如果这个字段包含了指定值中的任何一个值,那么这个文档满足条件,类似于mysql中的in查询

#请求体
{
    "query": {
        "terms": {
            "name": [
                "zhangsan",
                "lisi"
            ]
        }
    }
}
#返回结果
{
    "took": 3,
    "timed_out": false,
    "_shards": {
        "total": 1,
        "successful": 1,
        "skipped": 0,
        "failed": 0
    },
    "hits": {
        "total": {
            "value": 2,
            "relation": "eq"
        },
        "max_score": 1,
        "hits": [
            {
                "_index": "student",
                "_type": "_doc",
                "_id": "1001",
                "_score": 1,
                "_source": {
                    "name": "zhangsan",
                    "nickname": "zhangsan",
                    "sex": "男",
                    "age": 30
                }
            },
            {
                "_index": "student",
                "_type": "_doc",
                "_id": "1002",
                "_score": 1,
                "_source": {
                    "name": "lisi",
                    "nickname": "lisi",
                    "sex": "男",
                    "age": 20
                }
            }
        ]
    }
}

6)指定查询字段
#请求体
{
  "_source": [
    "name",
    "nickname"
  ],
  "query": {
    "terms": {
      "nickname": [
        "zhangsan"
      ]
    }
  }
}
#返回结果
{
    "took": 1,
    "timed_out": false,
    "_shards": {
        "total": 1,
        "successful": 1,
        "skipped": 0,
        "failed": 0
    },
    "hits": {
        "total": {
            "value": 1,
            "relation": "eq"
        },
        "max_score": 1,
        "hits": [
            {
                "_index": "student",
                "_type": "_doc",
                "_id": "1001",
                "_score": 1,
                "_source": {
                    "name": "zhangsan",
                    "nickname": "zhangsan"

§ 所给条目

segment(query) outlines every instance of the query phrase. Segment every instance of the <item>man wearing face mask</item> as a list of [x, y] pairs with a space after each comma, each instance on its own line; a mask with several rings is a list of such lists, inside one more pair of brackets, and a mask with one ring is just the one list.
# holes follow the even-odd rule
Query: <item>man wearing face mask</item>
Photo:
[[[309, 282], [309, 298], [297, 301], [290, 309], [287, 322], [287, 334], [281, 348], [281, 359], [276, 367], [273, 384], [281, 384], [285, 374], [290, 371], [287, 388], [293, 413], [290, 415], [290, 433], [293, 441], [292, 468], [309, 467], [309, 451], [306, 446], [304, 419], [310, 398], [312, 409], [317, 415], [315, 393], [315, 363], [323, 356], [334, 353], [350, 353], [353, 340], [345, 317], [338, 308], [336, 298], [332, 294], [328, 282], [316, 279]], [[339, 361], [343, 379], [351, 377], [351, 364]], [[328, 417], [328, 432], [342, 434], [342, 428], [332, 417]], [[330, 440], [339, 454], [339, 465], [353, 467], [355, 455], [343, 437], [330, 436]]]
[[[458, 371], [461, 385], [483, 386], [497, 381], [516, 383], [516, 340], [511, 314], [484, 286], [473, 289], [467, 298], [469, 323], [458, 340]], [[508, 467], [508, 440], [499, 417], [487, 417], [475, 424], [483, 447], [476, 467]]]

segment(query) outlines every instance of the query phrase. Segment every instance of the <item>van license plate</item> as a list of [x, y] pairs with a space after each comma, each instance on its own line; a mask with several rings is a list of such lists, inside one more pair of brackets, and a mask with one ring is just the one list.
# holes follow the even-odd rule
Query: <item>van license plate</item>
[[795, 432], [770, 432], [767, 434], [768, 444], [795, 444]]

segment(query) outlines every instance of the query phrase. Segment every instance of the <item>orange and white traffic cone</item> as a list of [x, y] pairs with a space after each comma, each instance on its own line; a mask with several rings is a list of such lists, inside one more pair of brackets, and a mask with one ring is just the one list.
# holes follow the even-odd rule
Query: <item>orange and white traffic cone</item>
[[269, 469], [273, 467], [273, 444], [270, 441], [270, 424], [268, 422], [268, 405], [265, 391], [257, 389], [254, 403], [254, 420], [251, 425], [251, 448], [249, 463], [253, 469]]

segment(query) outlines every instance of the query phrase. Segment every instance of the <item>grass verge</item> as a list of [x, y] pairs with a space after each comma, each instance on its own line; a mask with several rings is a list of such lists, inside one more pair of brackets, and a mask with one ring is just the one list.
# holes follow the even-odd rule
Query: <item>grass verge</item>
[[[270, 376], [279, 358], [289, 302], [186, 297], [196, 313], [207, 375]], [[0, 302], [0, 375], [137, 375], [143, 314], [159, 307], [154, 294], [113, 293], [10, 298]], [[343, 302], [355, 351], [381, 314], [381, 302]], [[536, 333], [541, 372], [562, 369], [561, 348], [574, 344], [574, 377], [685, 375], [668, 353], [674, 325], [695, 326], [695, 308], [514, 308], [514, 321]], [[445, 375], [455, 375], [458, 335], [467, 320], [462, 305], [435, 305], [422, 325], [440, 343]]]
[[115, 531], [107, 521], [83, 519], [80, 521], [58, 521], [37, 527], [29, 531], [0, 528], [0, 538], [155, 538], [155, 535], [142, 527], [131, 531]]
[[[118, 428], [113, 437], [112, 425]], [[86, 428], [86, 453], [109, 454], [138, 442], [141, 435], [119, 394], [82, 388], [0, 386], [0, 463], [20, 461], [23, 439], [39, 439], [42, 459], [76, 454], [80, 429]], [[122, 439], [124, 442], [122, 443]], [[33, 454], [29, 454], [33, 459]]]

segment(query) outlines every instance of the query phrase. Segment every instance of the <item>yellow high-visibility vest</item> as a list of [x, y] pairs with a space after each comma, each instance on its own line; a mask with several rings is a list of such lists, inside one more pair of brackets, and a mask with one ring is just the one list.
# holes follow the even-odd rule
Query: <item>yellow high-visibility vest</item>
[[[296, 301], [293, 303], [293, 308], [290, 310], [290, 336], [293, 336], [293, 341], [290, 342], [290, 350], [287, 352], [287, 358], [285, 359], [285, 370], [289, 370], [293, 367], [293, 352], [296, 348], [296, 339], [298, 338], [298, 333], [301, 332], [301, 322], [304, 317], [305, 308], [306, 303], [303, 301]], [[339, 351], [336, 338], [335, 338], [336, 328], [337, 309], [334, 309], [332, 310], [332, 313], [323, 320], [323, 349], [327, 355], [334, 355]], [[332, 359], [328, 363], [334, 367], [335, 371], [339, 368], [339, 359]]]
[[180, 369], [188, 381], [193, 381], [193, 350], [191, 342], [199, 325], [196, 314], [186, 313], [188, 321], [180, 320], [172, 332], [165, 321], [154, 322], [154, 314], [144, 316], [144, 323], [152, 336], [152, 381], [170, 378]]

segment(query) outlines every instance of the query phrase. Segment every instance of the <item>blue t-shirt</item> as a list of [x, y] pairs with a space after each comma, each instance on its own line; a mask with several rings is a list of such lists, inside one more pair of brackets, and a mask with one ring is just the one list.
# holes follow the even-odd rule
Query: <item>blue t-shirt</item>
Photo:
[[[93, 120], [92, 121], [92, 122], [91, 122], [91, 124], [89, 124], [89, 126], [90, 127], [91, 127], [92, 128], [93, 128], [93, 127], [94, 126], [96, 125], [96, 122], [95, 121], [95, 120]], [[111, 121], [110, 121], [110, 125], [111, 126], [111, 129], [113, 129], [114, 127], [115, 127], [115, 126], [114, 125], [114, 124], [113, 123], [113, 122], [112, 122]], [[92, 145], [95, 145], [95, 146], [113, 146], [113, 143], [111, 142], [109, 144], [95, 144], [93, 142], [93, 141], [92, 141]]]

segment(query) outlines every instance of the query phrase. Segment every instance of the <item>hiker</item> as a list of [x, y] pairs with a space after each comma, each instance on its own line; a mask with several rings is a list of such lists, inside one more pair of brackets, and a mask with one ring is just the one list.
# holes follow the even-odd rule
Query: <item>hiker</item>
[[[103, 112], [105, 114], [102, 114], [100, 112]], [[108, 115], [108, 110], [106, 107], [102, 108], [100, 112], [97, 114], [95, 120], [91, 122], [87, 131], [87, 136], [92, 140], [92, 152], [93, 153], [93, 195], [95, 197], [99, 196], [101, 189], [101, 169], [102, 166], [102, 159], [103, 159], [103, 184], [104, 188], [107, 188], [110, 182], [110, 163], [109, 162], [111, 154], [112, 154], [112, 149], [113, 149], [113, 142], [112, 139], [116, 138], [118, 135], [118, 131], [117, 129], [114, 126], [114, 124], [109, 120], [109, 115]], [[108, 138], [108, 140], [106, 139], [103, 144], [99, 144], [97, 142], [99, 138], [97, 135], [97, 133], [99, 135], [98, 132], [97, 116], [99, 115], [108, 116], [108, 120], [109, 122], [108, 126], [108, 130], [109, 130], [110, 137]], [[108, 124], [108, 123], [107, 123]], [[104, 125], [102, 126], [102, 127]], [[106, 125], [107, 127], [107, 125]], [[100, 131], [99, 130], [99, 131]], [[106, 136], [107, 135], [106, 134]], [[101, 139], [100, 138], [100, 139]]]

§ 任务要求 1
在讲 terms 查询的选定段落里,第一个请求体为什么能同时查出 name 是 "zhangsan" 和 "lisi" 的两条文档?用一到三句话说明。
§ 任务要求 2
从讲 terms 查询的选定段落停下的地方续写下去。

§ 任务结果 1
按 terms 查询的规则,只要这个字段包含了指定值中的任何一个,文档就算满足条件,跟 mysql 里的 in 查询差不多。请求体给 name 指定了 "zhangsan" 和 "lisi" 两个值,所以这两条文档都符合条件。

§ 任务结果 2
                }
            }
        ]
    }
}

7)过滤字段

我们可以通过:

  • includes:来指定想要显示的字段
  • excludes:来指定不想要显示的字段
//请求体
{
    "_source": {
        "includes": [ //includes:来指定想要显示的字段;excludes:来指定不想要显示的字段
            "name",
            "nickname"
        ]
    },
    "query": {
        "terms": {
            "nickname": [
                "zhangsan"
            ]
        }
    }
}
//返回结果
{
    "took": 1,
    "timed_out": false,
    "_shards": {
        "total": 1,
        "successful": 1,
        "skipped": 0,
        "failed": 0
    },
    "hits": {
        "total": {
            "value": 1,
            "relation": "eq"
        },
        "max_score": 1,
        "hits": [
            {
                "_index": "student",
                "_type": "_doc",
                "_id": "1001",
                "_score": 1,
                "_source": {
                    "name": "zhangsan",
                    "nickname": "zhangsan"
                }
            }
        ]
    }
}

8)组合查询

bool把各种其他查询通过must(必须)、must_not(必须不)、should(应该)的方式进行组合。

//请求体
{
    "query": {
        "bool": {
            "must": [ //理解为and
                {
                    "match": {
                        "name": "zhangsan"
                    }
                }
            ],
            "must_not": [ //理解为not
                {
                    "match": {
                        "age": "40"
                    }
                }
            ],
            "should": [ //理解为or
                {
                    "match": {
                        "sex": "男"
                    }
                }
            ]
        }
    }
}
//返回结果
{
    "took": 12,
    "timed_out": false,
    "_shards": {
        "total": 1,
        "successful": 1,
        "skipped": 0,
        "failed": 0
    },
    "hits": {
        "total": {
            "value": 1,
            "relation": "eq"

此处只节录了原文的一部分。